:: WORK TO COMPLETE ::
Please collect every line below that contains the word "foliage" and copy each one out. Treat uppercase and lowercase as different.

:: GIVEN DATA ::
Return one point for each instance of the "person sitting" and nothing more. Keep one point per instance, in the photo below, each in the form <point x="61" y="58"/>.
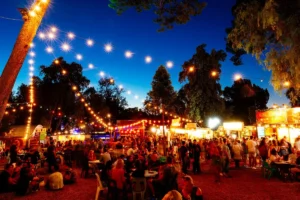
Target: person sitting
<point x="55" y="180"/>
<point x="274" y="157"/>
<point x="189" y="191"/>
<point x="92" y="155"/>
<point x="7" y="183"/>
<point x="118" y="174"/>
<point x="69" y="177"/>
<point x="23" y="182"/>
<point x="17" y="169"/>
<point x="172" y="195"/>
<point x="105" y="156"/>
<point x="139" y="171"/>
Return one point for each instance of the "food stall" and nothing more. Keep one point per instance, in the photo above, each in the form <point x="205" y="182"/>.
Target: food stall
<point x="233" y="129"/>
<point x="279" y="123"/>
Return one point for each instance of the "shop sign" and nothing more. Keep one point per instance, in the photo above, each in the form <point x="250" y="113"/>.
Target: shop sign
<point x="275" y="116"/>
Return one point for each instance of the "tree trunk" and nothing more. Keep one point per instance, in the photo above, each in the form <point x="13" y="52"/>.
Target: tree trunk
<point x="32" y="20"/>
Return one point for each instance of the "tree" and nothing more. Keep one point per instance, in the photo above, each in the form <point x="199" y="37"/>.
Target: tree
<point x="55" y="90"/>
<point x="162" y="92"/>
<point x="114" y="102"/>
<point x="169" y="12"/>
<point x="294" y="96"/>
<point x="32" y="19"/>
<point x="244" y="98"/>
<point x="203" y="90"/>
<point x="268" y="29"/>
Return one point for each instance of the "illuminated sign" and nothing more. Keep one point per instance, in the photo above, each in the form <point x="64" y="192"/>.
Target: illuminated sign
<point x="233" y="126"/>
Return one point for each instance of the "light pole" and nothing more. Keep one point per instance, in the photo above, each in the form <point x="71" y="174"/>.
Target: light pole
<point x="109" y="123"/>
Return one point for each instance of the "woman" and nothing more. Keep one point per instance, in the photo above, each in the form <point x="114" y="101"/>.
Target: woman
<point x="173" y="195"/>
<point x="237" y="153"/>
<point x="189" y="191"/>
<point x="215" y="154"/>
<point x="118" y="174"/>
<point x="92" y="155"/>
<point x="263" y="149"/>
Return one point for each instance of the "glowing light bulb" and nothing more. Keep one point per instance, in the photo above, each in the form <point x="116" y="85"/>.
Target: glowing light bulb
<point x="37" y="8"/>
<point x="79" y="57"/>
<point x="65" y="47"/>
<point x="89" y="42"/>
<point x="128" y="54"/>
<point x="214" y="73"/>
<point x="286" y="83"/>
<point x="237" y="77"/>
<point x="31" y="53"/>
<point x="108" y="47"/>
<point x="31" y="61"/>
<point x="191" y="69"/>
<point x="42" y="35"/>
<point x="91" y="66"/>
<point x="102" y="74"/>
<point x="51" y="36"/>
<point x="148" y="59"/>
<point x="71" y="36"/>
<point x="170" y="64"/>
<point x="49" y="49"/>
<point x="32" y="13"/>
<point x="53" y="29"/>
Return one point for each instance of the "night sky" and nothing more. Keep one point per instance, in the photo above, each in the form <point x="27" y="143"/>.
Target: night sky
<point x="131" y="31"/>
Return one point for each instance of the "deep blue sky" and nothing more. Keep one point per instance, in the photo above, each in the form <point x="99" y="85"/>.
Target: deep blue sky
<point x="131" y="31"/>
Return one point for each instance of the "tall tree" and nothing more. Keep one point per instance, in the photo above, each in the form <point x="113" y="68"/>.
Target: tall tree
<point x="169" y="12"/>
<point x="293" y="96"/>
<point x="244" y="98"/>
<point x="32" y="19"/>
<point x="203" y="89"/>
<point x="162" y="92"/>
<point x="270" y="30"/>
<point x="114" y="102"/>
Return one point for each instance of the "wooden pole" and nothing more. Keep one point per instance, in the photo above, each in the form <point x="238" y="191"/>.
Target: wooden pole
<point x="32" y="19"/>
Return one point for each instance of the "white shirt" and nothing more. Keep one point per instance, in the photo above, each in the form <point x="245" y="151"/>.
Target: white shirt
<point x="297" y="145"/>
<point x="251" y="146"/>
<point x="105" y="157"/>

* * *

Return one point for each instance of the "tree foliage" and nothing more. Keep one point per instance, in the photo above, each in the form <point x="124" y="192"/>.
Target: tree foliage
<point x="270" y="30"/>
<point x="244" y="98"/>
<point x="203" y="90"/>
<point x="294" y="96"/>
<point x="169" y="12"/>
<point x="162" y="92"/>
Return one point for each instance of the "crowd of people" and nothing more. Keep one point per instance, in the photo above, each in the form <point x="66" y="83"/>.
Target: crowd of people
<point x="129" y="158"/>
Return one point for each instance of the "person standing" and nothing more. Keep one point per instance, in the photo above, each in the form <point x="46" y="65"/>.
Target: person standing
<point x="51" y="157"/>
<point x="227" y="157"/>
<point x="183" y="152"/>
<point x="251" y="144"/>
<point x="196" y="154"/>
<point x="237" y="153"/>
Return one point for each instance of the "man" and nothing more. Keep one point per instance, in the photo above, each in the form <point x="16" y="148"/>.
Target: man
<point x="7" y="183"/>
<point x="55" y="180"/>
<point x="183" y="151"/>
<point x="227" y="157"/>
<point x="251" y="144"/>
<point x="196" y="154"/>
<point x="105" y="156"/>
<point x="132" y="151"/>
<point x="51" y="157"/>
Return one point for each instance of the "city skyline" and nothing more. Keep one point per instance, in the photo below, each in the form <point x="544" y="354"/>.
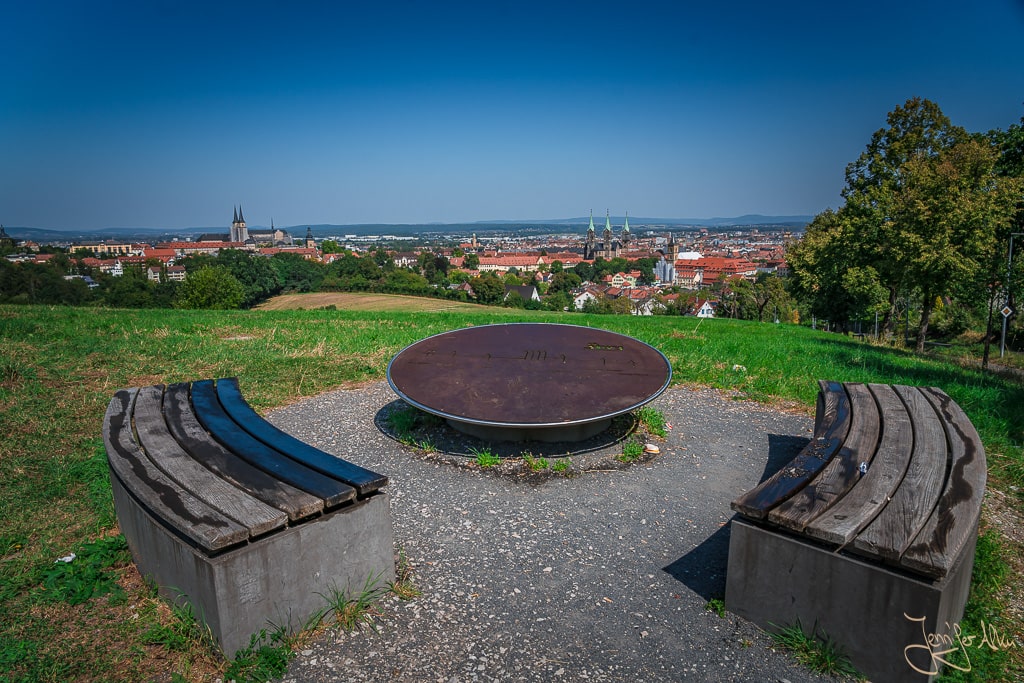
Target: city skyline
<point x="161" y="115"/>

:: ANSWER TO THIS TASK ::
Return one point for each instance of the "tree foliage" and nothing more. Keep one point per instance, in the photo above, each in the form <point x="124" y="192"/>.
Target: tree foliage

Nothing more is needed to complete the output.